(Point localization data)
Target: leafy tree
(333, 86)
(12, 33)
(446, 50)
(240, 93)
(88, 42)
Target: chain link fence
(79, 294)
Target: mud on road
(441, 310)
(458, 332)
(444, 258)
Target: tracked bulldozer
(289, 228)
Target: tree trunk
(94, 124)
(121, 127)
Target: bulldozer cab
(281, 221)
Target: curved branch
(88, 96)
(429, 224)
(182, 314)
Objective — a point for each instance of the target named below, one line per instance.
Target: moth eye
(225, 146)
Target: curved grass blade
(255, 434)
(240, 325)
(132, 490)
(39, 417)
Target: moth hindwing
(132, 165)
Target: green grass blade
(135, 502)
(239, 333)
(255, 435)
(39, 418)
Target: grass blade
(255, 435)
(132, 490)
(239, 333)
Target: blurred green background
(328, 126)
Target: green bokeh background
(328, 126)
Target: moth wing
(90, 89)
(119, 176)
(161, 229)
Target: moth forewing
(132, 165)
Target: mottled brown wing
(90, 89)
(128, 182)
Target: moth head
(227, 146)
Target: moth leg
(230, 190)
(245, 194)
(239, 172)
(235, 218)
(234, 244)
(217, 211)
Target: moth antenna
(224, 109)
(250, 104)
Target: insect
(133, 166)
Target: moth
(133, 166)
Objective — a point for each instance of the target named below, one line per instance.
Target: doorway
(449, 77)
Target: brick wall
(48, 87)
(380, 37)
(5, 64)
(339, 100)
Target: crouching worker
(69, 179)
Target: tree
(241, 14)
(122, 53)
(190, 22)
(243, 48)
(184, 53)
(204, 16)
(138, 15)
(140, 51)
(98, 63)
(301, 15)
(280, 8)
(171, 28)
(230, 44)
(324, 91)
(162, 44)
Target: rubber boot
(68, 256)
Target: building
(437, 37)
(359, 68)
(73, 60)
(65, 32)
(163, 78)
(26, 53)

• **Directions for this task**:
Transcribe each record exactly. Leave nothing out.

• **Result**:
Target: leafy tree
(333, 86)
(12, 33)
(446, 50)
(240, 93)
(88, 42)
Target: chain link fence
(79, 294)
Target: mud on road
(441, 310)
(458, 332)
(444, 258)
Target: tracked bulldozer
(289, 228)
Target: tree trunk
(94, 124)
(121, 127)
Target: bulldozer cab
(281, 221)
Target: curved branch
(88, 96)
(429, 224)
(182, 314)
Objective — a point for each instance of the target named below, one line per instance.
Target: moth eye
(225, 146)
Target: curved grass blade
(255, 434)
(240, 325)
(132, 490)
(39, 417)
Target: moth hindwing
(132, 165)
Target: green grass blade
(135, 502)
(239, 333)
(255, 435)
(39, 418)
Target: grass blade
(255, 435)
(132, 490)
(239, 333)
Target: blurred green background
(328, 126)
Target: green bokeh background
(328, 126)
Target: moth wing
(90, 89)
(119, 176)
(161, 229)
Target: moth forewing
(132, 165)
Target: mottled brown wing
(90, 89)
(128, 182)
Target: moth head
(227, 146)
Target: moth leg
(230, 190)
(245, 194)
(239, 172)
(235, 218)
(234, 244)
(217, 211)
Target: moth antenna
(224, 109)
(250, 104)
Target: insect
(133, 166)
Target: moth
(133, 166)
Objective — a point for each instance of the target named below, one line per instance.
Target: doorway
(449, 77)
Target: brick wall
(48, 87)
(380, 37)
(5, 64)
(339, 100)
Target: crouching worker
(69, 179)
Target: tree
(241, 14)
(122, 53)
(190, 22)
(243, 48)
(184, 53)
(204, 16)
(138, 15)
(140, 51)
(98, 63)
(301, 15)
(280, 8)
(171, 28)
(230, 44)
(324, 91)
(162, 44)
Target: rubber boot
(68, 256)
Target: building
(437, 37)
(359, 68)
(73, 60)
(65, 32)
(163, 78)
(26, 53)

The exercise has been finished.